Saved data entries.
<<<<
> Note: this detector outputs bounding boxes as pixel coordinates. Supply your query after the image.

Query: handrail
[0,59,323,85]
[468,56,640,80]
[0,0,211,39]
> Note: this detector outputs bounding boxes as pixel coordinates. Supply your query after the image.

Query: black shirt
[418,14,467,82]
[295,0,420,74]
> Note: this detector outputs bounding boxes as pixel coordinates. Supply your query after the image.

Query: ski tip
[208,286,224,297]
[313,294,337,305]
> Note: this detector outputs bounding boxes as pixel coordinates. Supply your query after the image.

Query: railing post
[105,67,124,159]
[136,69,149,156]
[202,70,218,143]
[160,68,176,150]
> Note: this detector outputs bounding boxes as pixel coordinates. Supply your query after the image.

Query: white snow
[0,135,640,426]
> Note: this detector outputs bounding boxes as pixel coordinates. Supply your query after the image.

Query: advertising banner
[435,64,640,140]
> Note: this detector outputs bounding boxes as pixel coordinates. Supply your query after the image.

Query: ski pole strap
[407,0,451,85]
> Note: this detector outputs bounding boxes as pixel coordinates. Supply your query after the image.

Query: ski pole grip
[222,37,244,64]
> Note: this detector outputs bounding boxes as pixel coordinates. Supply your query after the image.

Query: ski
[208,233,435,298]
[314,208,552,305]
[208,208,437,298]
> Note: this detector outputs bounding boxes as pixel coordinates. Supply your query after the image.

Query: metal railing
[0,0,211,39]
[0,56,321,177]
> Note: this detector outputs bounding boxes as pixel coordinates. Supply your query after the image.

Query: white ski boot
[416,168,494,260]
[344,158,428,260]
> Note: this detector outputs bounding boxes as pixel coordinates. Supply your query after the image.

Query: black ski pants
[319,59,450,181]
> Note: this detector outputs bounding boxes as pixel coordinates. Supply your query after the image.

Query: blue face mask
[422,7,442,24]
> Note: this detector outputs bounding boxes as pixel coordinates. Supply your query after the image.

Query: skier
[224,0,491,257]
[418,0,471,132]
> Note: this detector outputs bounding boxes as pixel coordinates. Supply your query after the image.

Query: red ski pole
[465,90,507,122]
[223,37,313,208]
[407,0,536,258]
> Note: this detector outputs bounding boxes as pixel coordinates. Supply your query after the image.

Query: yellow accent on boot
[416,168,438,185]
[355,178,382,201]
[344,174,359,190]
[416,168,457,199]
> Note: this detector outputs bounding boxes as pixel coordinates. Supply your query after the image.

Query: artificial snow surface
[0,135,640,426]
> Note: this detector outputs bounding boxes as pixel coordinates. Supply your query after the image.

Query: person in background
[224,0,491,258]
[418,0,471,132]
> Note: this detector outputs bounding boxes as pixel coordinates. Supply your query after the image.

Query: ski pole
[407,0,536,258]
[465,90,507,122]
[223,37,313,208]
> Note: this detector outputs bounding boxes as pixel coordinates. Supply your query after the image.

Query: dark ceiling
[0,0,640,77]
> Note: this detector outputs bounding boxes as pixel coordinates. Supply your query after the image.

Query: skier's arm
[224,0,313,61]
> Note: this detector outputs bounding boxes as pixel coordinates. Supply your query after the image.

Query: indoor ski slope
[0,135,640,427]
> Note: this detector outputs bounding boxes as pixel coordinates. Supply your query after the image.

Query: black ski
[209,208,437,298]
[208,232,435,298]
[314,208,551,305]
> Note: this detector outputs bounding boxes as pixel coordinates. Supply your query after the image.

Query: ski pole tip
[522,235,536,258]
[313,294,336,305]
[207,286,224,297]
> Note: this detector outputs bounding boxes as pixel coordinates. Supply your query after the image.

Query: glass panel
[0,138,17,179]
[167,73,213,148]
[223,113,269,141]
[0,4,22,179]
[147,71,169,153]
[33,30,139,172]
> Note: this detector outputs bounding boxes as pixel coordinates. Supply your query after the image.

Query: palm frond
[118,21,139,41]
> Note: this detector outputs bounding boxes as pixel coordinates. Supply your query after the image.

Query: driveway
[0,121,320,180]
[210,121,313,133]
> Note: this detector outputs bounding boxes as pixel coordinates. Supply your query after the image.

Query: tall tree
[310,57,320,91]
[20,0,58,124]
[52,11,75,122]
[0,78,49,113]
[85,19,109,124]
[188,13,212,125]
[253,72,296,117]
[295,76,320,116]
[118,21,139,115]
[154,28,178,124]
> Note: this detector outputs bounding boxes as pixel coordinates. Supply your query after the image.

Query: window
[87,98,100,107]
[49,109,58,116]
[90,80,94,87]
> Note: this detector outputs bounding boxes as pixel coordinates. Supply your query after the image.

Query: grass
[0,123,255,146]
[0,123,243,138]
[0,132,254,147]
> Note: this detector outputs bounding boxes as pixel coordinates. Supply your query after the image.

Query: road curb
>>>>
SHORT TASK. Copy the items word for word, starting at the first line and ending with the line that contains "[295,0,420,74]", with both of those lines included.

RESPONSE TO THIS TASK.
> Note: this detector outputs bounding boxes as pixel coordinates. Supply your query after the image.

Query: handrail
[0,59,323,85]
[468,56,640,80]
[0,0,211,39]
> Note: this detector outputs bounding boxes as pixel coordinates. Supply your query after the image.

Query: black shirt
[418,14,467,82]
[295,0,420,74]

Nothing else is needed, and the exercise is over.